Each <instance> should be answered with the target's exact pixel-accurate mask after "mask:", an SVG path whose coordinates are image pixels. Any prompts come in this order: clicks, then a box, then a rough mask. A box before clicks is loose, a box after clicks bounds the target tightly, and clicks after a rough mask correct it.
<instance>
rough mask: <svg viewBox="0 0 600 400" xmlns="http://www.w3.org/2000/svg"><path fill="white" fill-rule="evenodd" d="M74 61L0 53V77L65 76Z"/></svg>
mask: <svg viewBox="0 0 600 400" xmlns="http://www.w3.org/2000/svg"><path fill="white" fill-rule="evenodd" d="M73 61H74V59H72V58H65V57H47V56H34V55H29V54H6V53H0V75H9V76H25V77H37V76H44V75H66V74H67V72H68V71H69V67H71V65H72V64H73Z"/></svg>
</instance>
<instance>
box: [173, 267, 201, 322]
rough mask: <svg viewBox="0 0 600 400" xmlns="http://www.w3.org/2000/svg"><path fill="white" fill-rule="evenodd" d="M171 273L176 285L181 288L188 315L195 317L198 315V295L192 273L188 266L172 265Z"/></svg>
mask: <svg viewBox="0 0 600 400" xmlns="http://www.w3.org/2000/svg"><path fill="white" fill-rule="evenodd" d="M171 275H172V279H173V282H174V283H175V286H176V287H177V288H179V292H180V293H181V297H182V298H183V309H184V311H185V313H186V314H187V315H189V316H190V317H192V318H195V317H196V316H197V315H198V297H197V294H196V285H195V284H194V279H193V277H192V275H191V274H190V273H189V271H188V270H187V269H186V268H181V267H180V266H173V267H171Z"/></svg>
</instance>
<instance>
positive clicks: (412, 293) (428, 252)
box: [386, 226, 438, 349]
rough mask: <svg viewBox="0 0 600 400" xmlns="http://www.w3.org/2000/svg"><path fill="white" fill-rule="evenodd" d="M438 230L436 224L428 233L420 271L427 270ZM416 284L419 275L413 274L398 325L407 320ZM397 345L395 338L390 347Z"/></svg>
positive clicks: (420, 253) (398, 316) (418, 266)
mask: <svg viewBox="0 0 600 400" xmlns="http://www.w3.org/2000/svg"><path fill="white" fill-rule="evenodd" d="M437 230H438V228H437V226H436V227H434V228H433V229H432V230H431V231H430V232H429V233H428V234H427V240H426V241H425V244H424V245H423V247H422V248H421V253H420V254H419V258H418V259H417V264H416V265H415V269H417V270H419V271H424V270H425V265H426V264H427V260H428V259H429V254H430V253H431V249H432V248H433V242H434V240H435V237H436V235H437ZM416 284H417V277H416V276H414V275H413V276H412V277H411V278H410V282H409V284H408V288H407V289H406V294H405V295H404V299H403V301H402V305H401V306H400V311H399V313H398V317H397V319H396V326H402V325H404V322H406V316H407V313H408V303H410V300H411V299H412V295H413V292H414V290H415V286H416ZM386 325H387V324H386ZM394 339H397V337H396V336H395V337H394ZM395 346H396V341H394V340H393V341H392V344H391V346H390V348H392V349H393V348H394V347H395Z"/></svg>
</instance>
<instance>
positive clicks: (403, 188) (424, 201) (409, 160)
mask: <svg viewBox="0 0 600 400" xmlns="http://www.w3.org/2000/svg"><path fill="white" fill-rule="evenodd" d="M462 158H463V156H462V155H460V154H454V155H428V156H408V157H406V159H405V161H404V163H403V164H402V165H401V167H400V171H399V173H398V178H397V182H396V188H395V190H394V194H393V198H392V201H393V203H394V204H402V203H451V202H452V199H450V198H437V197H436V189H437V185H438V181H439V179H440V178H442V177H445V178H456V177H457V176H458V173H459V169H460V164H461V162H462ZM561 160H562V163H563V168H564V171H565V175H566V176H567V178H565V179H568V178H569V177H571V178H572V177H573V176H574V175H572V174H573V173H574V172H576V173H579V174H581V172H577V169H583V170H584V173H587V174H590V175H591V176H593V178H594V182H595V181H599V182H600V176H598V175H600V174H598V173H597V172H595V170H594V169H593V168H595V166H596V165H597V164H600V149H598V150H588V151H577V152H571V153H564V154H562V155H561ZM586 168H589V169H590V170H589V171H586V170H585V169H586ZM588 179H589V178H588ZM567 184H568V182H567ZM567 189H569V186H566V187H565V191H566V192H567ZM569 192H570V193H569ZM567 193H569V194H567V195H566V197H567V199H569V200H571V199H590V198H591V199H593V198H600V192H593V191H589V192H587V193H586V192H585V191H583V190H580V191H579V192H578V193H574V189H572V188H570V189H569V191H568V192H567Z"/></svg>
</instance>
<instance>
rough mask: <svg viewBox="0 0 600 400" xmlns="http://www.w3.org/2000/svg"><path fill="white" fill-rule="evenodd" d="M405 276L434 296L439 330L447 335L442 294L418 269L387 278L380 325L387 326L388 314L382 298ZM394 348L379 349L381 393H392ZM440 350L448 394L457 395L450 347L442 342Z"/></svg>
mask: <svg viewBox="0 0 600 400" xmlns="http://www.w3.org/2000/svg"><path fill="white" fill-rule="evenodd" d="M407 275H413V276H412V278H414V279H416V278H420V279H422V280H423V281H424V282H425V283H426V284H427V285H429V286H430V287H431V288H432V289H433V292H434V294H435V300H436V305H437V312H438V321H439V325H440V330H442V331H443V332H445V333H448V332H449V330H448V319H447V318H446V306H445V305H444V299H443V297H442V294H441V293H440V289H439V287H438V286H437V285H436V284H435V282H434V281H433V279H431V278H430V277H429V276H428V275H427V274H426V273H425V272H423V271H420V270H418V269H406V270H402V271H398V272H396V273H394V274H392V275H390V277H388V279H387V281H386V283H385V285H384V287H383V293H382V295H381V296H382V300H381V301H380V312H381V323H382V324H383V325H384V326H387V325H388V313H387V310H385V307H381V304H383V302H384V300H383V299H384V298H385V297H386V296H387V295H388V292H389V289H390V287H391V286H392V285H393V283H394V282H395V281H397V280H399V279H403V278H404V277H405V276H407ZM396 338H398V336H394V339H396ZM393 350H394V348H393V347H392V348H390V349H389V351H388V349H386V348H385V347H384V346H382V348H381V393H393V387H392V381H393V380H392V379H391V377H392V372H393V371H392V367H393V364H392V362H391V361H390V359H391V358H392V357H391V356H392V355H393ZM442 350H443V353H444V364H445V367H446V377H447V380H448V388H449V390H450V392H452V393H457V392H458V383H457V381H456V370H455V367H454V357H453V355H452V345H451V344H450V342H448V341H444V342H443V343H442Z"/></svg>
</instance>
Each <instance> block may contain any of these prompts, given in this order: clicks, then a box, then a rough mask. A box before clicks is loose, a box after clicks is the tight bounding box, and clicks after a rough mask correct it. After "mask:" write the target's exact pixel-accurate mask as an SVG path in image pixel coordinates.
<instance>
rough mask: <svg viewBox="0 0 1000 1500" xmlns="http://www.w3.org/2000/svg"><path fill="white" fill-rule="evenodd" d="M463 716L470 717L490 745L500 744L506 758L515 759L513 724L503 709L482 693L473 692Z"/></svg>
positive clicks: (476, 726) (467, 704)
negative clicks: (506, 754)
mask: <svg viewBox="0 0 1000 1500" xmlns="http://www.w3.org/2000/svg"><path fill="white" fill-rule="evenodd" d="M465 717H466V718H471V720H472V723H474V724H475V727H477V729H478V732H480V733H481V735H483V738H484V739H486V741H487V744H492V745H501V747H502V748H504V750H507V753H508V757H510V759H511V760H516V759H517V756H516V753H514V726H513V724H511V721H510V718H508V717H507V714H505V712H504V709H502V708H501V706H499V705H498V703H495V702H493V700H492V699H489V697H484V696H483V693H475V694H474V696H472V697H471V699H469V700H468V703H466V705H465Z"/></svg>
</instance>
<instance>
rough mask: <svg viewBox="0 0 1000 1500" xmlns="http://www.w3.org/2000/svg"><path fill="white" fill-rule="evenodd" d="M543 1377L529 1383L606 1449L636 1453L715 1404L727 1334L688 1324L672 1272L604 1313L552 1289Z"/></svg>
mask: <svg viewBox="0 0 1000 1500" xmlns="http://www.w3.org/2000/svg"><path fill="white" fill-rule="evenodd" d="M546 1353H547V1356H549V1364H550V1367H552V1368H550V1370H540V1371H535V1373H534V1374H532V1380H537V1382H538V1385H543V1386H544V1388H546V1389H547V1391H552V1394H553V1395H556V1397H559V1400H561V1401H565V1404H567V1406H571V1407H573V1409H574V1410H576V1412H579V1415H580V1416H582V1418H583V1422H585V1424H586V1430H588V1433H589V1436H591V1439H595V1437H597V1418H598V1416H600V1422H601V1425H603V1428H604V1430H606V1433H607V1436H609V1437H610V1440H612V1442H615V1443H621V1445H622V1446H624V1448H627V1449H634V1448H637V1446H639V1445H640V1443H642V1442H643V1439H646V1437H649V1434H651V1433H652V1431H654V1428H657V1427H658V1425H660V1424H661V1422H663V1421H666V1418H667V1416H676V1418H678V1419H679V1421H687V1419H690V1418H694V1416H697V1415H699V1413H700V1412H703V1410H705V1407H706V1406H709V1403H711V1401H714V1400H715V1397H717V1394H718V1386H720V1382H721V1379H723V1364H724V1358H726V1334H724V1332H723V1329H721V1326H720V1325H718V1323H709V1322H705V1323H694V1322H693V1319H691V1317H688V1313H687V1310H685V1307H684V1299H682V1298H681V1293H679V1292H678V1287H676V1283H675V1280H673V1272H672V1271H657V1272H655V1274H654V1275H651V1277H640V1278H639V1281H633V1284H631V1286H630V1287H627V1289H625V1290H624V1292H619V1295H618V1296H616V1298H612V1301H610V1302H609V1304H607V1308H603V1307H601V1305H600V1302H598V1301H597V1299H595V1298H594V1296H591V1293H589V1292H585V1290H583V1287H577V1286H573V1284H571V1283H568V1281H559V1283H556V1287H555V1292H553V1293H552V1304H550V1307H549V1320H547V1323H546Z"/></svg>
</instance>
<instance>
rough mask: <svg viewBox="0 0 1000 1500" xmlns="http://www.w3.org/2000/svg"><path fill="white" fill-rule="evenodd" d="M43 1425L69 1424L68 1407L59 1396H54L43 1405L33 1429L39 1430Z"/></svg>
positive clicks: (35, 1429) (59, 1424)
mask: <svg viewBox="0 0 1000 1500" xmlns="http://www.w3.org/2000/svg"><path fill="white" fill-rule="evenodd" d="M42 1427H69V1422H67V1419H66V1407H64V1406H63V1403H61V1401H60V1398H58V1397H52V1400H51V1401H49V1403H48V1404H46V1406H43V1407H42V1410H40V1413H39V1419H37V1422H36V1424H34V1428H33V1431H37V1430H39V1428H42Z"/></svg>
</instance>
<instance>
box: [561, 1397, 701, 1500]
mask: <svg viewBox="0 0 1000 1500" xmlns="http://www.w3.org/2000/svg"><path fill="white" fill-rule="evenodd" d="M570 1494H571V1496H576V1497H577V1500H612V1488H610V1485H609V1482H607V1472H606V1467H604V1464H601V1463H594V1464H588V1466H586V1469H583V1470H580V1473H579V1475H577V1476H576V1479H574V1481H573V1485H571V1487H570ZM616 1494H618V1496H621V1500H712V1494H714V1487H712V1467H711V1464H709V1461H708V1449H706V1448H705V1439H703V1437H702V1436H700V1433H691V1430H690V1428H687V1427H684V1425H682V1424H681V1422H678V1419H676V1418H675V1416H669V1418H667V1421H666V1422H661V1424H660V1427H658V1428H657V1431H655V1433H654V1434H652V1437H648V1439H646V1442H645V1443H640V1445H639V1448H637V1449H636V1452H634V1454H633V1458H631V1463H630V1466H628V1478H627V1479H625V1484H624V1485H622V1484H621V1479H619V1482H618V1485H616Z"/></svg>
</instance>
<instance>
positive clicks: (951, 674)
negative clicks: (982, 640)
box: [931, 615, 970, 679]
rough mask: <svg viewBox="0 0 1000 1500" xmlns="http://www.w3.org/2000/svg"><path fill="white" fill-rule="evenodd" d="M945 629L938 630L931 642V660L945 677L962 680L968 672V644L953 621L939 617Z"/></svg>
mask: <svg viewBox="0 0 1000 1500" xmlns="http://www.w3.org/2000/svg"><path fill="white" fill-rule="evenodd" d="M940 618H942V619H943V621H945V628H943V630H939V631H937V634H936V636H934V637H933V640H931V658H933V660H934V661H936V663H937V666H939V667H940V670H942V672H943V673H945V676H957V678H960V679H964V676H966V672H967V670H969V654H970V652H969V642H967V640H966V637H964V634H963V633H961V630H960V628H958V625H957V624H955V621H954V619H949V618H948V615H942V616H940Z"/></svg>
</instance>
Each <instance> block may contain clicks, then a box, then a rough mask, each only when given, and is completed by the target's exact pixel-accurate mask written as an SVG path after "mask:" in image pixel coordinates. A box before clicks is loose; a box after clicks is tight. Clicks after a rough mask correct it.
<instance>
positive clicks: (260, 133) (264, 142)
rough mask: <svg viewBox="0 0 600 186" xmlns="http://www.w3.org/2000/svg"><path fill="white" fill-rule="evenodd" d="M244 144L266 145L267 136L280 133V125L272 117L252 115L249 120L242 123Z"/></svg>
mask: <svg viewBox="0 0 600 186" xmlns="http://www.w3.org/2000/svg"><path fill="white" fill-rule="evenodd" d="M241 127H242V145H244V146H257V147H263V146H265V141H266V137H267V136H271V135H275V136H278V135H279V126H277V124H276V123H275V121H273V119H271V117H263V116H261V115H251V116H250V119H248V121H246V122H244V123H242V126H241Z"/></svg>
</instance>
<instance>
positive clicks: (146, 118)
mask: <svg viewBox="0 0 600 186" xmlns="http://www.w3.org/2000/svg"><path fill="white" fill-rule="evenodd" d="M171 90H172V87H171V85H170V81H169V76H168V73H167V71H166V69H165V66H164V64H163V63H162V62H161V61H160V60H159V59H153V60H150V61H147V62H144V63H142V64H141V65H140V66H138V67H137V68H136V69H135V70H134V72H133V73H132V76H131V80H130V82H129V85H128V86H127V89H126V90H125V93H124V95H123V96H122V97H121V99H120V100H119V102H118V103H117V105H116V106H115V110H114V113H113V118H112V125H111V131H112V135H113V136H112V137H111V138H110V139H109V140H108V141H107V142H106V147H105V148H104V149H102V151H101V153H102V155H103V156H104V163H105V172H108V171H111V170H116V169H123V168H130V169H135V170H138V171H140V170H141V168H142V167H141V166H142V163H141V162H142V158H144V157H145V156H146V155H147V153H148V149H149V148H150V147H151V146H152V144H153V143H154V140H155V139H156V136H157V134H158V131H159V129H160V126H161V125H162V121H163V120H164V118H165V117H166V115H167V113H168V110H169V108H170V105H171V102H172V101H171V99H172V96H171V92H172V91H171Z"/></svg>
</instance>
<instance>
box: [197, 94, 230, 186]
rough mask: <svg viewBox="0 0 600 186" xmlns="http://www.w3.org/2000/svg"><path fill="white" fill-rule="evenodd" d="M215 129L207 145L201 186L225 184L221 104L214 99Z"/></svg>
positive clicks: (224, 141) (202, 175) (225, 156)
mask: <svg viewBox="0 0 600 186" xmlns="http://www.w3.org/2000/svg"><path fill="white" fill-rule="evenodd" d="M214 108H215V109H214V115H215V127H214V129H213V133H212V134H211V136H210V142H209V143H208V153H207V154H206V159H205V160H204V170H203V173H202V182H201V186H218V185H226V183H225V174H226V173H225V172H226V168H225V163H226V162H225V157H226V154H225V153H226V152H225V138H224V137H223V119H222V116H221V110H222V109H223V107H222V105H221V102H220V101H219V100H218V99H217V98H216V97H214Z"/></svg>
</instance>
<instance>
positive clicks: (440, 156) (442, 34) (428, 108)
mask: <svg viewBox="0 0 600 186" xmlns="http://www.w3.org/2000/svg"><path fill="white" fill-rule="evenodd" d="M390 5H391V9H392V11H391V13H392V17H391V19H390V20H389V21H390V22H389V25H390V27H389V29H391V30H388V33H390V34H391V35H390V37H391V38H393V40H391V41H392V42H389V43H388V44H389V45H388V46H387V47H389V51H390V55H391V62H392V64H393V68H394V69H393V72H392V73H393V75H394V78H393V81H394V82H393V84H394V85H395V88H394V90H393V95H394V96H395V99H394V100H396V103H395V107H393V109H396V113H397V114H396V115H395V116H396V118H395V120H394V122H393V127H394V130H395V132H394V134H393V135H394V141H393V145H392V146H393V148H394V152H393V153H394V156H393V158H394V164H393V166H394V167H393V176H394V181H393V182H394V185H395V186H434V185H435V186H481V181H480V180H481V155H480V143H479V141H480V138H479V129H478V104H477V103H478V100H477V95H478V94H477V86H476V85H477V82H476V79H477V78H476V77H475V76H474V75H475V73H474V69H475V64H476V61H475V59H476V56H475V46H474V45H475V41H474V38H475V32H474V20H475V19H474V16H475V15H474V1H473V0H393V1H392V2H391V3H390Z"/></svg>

(Task instructions): Pick out every line of the material above that contains the string "coordinates", and copy each one in full.

(Answer section):
Each <instance> should be answered with the target's exact pixel-accurate mask after "mask:", an SVG path whose coordinates are image pixels. Any prompts come in this order: clicks, then a box, then a rough mask. A box before clicks is loose, a box after clicks bounds the target tightly, and clicks after a rough mask correct it.
Each <instance> block may contain any of these prompts, given in this order: clicks, then a box, then a rough mask. A box before clicks is loose, a box after clicks is the tight bounding box, and clicks after a rough mask correct it. After "mask:" write the target's exact pixel-accurate mask as an SVG path in image pixel coordinates.
Each <instance> block may contain clicks, then a box, then a rough mask, each only when given, and is completed by the target's exact pixel-accurate mask written as an SVG path after "mask:" in image pixel coordinates. A box before clicks is loose; a box after clicks is tight. Clicks after a rough mask correct it.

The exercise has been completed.